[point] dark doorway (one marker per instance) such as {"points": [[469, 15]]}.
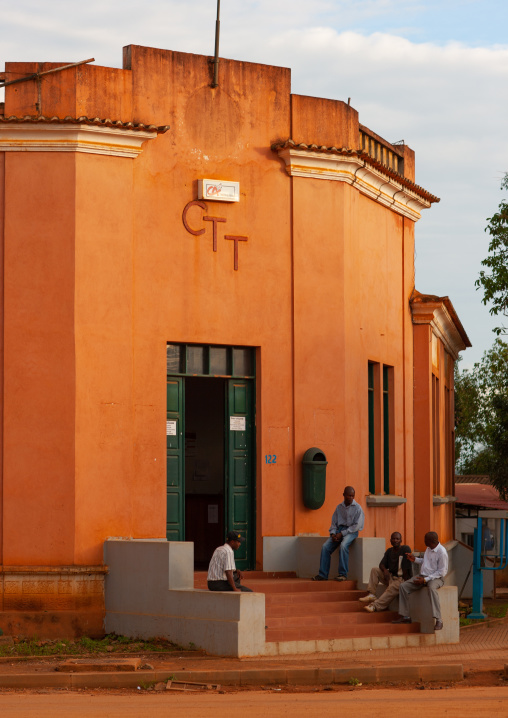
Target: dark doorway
{"points": [[204, 466]]}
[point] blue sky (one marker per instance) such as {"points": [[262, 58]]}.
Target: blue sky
{"points": [[432, 73]]}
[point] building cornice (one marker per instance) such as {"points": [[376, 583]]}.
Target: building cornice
{"points": [[371, 178], [92, 136], [439, 313]]}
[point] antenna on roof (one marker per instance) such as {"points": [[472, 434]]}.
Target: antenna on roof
{"points": [[215, 81]]}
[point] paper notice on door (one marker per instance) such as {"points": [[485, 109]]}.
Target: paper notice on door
{"points": [[237, 423]]}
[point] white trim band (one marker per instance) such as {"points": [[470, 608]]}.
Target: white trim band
{"points": [[92, 139], [355, 171]]}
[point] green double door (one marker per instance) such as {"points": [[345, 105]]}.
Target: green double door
{"points": [[210, 464]]}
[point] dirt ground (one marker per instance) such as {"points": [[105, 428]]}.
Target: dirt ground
{"points": [[452, 702]]}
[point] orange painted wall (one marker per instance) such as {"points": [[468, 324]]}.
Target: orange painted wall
{"points": [[39, 371], [101, 274]]}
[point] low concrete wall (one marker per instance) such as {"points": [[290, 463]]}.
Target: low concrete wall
{"points": [[302, 553], [149, 592]]}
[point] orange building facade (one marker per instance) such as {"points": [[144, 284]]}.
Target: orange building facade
{"points": [[198, 285]]}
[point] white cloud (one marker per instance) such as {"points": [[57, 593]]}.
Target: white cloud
{"points": [[447, 99]]}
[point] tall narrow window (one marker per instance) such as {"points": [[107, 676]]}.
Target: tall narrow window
{"points": [[372, 443], [436, 463], [381, 428], [386, 430]]}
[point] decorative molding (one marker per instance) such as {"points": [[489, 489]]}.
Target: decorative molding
{"points": [[354, 170], [79, 137], [385, 500], [68, 570], [437, 315], [440, 500]]}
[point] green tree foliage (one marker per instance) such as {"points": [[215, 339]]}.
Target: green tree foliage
{"points": [[481, 417], [495, 280]]}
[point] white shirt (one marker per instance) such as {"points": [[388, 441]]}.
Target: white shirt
{"points": [[223, 560], [434, 563]]}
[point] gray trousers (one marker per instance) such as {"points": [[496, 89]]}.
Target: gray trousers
{"points": [[391, 591], [408, 587]]}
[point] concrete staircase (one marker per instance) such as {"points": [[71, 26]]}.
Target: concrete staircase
{"points": [[302, 610]]}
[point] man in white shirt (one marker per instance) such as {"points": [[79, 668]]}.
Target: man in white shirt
{"points": [[433, 569], [222, 573]]}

Exercise details: Rewrite the items from the line with "[point] tall narrow" through the final line of the items, keeping the requests in place. In the answers, multiply every point coordinate by 0.6 and round to a whole number, with halves going up, but leave the requests and their sample values unchanged.

Full answer:
[point] tall narrow window (one marker per instance) such as {"points": [[107, 676]]}.
Target: tall narrow window
{"points": [[223, 266], [262, 278], [229, 257], [232, 258]]}
[point] decorative molding (one marker per instance) such as {"points": [[489, 489]]}.
Target: decorative molding
{"points": [[212, 102], [47, 82], [231, 300], [41, 342], [262, 189], [264, 300]]}
[point] green tree foliage (one marker per instance) such as {"points": [[215, 339]]}.
Target: green tree foliage
{"points": [[289, 250], [297, 168]]}
[point] white shirt (one marker per instance) such as {"points": [[388, 441]]}.
Target: white shirt
{"points": [[134, 336], [260, 338]]}
[point] gray trousers (one marker per instance) such as {"points": [[496, 89]]}.
Target: gray trousers
{"points": [[235, 355], [245, 352]]}
[point] concrete staircase (one marker per instance) such as {"points": [[71, 26]]}.
Target: concrete staircase
{"points": [[181, 366]]}
[point] man in white shirt (one marker per instance) such as {"points": [[79, 668]]}.
Target: man in white shirt
{"points": [[260, 341], [133, 344]]}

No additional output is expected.